**Available data**
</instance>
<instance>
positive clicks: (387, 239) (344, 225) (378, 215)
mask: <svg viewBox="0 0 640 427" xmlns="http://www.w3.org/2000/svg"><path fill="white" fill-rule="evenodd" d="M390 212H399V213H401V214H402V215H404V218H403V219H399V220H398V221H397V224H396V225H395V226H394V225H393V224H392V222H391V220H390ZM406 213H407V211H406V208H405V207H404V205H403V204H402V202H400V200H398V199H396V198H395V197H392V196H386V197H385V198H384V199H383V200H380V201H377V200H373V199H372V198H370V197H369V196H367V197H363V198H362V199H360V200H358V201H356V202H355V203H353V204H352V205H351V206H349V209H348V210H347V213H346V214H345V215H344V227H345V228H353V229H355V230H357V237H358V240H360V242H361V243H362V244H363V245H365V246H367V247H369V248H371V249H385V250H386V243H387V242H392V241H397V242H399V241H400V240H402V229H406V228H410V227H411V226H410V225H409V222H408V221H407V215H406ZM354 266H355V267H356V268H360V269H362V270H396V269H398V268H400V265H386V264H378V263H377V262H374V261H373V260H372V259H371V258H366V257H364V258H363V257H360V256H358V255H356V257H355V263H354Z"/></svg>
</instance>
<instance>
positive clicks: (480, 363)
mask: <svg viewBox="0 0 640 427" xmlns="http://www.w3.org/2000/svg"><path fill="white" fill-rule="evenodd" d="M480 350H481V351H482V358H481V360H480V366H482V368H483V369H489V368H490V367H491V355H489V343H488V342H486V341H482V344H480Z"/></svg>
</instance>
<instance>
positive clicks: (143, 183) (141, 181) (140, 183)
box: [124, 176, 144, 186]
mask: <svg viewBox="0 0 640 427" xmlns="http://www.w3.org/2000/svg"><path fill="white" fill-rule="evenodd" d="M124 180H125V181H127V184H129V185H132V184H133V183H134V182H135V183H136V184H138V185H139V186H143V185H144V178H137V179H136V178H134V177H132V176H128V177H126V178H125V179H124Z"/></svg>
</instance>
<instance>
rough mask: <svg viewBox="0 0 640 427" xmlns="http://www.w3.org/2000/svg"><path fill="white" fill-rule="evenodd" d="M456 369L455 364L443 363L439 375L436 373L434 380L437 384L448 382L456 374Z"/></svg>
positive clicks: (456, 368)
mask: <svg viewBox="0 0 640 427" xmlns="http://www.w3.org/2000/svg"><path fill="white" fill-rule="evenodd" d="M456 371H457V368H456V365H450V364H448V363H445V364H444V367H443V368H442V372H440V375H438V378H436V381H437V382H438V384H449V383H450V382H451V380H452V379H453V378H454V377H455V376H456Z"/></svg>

**Work to be completed**
The required response is a complete, exact copy of the records.

**Response area**
</instance>
<instance>
positive clicks: (387, 239) (344, 225) (378, 215)
mask: <svg viewBox="0 0 640 427" xmlns="http://www.w3.org/2000/svg"><path fill="white" fill-rule="evenodd" d="M390 212H399V213H401V214H402V215H404V218H403V219H399V220H398V221H397V224H396V225H395V226H394V225H393V224H392V222H391V220H390ZM406 213H407V211H406V208H405V207H404V205H403V204H402V202H400V200H398V199H396V198H395V197H392V196H386V197H385V198H384V199H383V200H380V201H377V200H373V199H372V198H370V197H369V196H367V197H363V198H362V199H360V200H358V201H356V202H355V203H353V204H352V205H351V206H349V209H348V210H347V213H346V214H345V215H344V227H345V228H353V229H355V230H357V237H358V240H360V242H361V243H362V244H363V245H365V246H367V247H369V248H371V249H385V250H386V243H387V242H392V241H397V242H399V241H400V240H402V229H406V228H410V227H411V226H410V225H409V222H408V221H407V215H406ZM354 266H355V267H356V268H360V269H362V270H396V269H398V268H400V265H386V264H378V263H377V262H374V261H373V260H372V259H371V258H366V257H364V258H363V257H360V256H358V255H356V257H355V263H354Z"/></svg>
</instance>
<instance>
positive clicks: (480, 363)
mask: <svg viewBox="0 0 640 427" xmlns="http://www.w3.org/2000/svg"><path fill="white" fill-rule="evenodd" d="M480 350H481V351H482V358H481V360H480V366H482V368H483V369H489V368H490V367H491V355H489V343H488V342H486V341H482V344H480Z"/></svg>
</instance>
<instance>
positive clicks: (143, 183) (141, 181) (140, 183)
box: [124, 176, 144, 186]
mask: <svg viewBox="0 0 640 427" xmlns="http://www.w3.org/2000/svg"><path fill="white" fill-rule="evenodd" d="M124 180H125V181H127V184H129V185H132V184H133V183H134V182H135V183H136V184H138V185H139V186H143V185H144V178H137V179H136V178H134V177H132V176H128V177H126V178H125V179H124Z"/></svg>
</instance>
<instance>
rough mask: <svg viewBox="0 0 640 427" xmlns="http://www.w3.org/2000/svg"><path fill="white" fill-rule="evenodd" d="M456 369L455 364L443 363L439 375L436 373L434 380L437 384L448 382L456 374Z"/></svg>
positive clicks: (456, 368)
mask: <svg viewBox="0 0 640 427" xmlns="http://www.w3.org/2000/svg"><path fill="white" fill-rule="evenodd" d="M456 371H457V368H456V365H450V364H448V363H445V364H444V367H443V368H442V372H440V375H438V378H436V381H437V382H438V384H449V383H450V382H451V380H452V379H453V378H454V377H455V376H456Z"/></svg>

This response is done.